§ Work instructions
Rescale the records from the line containing "of the white" through the end of the records, both included, and reproduce every line with the requests unchanged. Multiply each coordinate in the answers by 0.45, round to the nearest whole number with halves going up, and return only those lines.

§ Data extract
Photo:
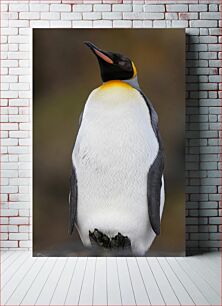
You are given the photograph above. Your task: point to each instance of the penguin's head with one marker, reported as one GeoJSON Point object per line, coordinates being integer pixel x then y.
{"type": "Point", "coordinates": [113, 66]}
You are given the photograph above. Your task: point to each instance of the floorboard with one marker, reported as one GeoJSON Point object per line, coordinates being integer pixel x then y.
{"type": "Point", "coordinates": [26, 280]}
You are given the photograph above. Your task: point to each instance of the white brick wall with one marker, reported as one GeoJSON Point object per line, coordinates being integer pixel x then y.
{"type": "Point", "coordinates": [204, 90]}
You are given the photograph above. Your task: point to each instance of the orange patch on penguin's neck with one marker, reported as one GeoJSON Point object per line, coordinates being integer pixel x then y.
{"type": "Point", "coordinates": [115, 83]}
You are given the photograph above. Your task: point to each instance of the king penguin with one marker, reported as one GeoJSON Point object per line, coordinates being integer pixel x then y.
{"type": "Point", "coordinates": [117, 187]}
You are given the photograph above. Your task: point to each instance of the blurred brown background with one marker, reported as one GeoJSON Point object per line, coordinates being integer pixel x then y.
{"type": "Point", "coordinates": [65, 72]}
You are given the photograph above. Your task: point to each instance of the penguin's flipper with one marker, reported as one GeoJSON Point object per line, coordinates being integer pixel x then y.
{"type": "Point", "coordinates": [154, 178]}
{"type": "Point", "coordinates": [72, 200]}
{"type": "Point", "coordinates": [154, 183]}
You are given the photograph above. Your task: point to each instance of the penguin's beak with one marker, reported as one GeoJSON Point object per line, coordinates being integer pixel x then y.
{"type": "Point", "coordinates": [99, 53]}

§ Output below
You are given the photograph above. Your task: point to each instance of the white brick wall with one marker, reported as one GeoJSON Point object per line, coordinates being integer pixel x then y.
{"type": "Point", "coordinates": [92, 41]}
You are given the photograph above. Your task: point to each instance of the orange patch on penguin's neck with one marker, reported as one GeoJSON Point object per line, coordinates being integer pixel x then y.
{"type": "Point", "coordinates": [52, 37]}
You are given the photograph above. Your task: point to each instance of the king penguin with one marker, reported as one GeoJSON Point object per line, coordinates being integer pixel x then y.
{"type": "Point", "coordinates": [53, 84]}
You are given the photograph above. Your task: point to each instance of the blurred brown background with one marker, reported as one GeoJSON Point object per line, coordinates being integer pixel x then y.
{"type": "Point", "coordinates": [29, 32]}
You are given the photograph above. Your task: point to each instance of the penguin's flipper with one marker, reported as one GeoJSON Point object per line, coordinates being integer pixel x then y.
{"type": "Point", "coordinates": [69, 80]}
{"type": "Point", "coordinates": [32, 90]}
{"type": "Point", "coordinates": [69, 82]}
You are given the photograph above. Your task: point to each instance of the penguin's beak with one marker, reported as one GeoJSON Point object per line, coordinates being integer pixel x then y.
{"type": "Point", "coordinates": [45, 24]}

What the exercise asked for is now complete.